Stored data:
---
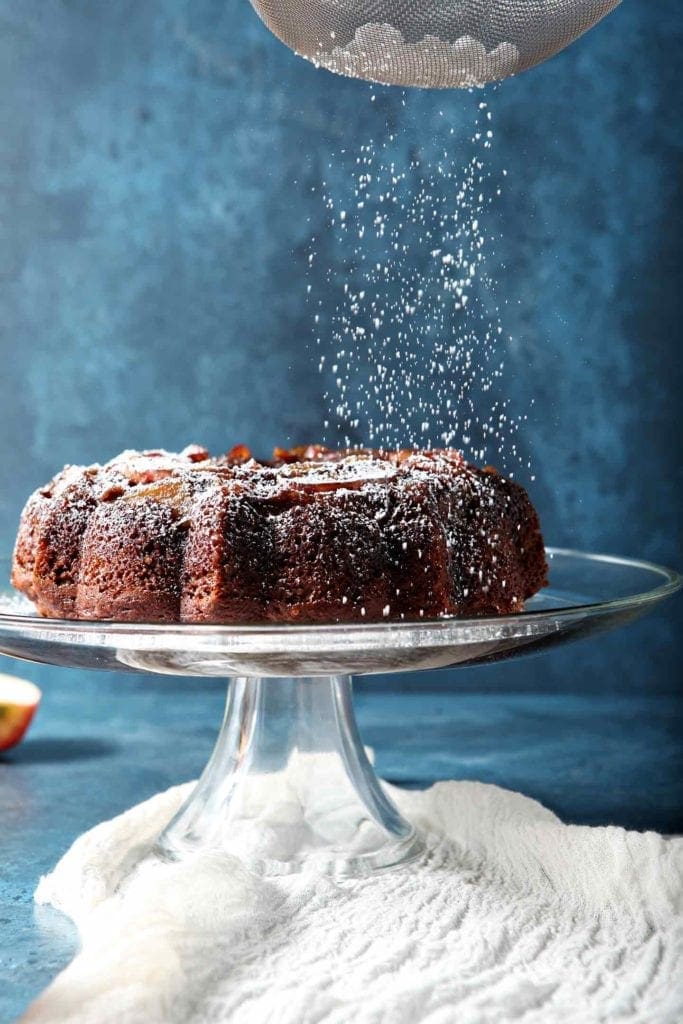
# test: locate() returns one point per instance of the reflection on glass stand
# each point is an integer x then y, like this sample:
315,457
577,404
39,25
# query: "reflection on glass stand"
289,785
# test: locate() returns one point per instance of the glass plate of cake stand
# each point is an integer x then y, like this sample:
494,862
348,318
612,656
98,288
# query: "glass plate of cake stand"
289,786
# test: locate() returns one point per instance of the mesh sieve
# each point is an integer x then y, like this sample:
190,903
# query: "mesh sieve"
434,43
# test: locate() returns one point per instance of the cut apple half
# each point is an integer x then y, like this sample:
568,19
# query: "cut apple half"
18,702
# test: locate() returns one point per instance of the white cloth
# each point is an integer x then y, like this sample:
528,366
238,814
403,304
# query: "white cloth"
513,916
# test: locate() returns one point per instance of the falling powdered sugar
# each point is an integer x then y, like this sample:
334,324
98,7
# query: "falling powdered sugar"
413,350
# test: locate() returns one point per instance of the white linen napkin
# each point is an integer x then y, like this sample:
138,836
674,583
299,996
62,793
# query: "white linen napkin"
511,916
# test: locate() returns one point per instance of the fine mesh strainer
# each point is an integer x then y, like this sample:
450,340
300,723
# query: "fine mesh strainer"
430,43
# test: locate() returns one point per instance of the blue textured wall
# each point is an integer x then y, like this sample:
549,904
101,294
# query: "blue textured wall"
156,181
---
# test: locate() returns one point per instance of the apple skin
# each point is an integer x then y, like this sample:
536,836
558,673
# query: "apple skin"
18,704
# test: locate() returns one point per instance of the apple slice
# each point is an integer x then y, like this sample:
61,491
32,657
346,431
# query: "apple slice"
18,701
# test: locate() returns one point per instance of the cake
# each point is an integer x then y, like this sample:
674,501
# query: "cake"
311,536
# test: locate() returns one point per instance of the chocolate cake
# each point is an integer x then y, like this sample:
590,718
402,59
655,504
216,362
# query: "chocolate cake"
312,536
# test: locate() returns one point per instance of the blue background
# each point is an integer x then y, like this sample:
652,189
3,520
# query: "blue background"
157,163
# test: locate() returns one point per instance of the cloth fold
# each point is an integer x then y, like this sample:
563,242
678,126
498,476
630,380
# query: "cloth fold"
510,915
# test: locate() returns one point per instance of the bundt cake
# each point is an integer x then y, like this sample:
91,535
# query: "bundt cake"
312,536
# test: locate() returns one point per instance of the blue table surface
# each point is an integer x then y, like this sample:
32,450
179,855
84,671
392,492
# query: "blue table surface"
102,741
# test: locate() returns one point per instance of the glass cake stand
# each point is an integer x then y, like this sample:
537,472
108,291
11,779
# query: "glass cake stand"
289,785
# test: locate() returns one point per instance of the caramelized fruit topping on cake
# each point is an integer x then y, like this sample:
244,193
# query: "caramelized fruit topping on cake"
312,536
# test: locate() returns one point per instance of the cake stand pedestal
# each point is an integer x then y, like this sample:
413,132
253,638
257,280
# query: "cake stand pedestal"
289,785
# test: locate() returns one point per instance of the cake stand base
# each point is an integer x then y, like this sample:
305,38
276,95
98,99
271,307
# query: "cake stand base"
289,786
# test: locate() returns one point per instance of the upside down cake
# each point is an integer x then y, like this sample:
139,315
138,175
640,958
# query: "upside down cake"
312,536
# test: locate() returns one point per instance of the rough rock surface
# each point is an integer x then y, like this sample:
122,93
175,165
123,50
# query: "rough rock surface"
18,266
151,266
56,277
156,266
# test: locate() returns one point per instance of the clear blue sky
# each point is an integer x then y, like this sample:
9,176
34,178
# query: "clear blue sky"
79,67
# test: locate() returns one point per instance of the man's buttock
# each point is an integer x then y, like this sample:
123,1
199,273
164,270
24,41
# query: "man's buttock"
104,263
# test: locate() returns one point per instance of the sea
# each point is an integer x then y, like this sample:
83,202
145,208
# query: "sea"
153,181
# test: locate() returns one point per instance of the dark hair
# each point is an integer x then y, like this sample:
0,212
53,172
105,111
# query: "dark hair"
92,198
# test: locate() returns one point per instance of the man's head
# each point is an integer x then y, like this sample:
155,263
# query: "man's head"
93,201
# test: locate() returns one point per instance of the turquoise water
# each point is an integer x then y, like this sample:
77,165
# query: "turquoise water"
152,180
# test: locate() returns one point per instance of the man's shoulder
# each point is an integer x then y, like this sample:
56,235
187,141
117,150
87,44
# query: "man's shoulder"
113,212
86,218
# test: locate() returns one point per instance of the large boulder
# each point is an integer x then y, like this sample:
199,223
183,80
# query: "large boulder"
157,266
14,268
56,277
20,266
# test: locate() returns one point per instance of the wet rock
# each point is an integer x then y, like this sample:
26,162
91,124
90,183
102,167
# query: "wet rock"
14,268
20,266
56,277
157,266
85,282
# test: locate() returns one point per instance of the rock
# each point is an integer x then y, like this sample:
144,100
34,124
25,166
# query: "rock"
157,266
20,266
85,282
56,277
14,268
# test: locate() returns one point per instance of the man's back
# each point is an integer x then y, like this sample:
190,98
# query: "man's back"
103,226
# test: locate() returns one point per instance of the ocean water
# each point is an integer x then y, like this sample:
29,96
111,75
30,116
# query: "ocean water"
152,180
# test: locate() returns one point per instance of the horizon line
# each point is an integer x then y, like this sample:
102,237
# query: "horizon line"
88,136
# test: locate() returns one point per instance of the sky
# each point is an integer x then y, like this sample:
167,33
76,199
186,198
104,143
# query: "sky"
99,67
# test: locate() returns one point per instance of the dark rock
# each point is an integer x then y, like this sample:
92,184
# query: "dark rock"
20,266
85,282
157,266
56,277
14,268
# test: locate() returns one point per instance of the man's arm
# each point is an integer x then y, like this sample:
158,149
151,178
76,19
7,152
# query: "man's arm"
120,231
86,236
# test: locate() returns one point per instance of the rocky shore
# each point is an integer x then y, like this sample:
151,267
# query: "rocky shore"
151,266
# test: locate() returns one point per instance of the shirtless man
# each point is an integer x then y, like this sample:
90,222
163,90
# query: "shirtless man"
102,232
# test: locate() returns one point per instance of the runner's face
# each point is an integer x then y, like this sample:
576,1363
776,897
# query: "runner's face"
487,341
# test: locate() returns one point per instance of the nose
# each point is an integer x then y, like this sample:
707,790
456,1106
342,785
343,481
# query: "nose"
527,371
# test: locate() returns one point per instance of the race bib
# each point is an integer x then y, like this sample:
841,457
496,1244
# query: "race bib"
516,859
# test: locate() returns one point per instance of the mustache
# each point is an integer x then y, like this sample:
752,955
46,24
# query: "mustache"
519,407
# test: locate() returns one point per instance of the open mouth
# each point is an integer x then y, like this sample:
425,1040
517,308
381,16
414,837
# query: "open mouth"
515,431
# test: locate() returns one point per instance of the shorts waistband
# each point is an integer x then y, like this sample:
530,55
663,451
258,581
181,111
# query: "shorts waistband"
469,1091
---
What to do: Tally the lines in the data above that contain the string "strainer", with uppercase and lowercase treated as different. Reply with the number alone.

Task result: 2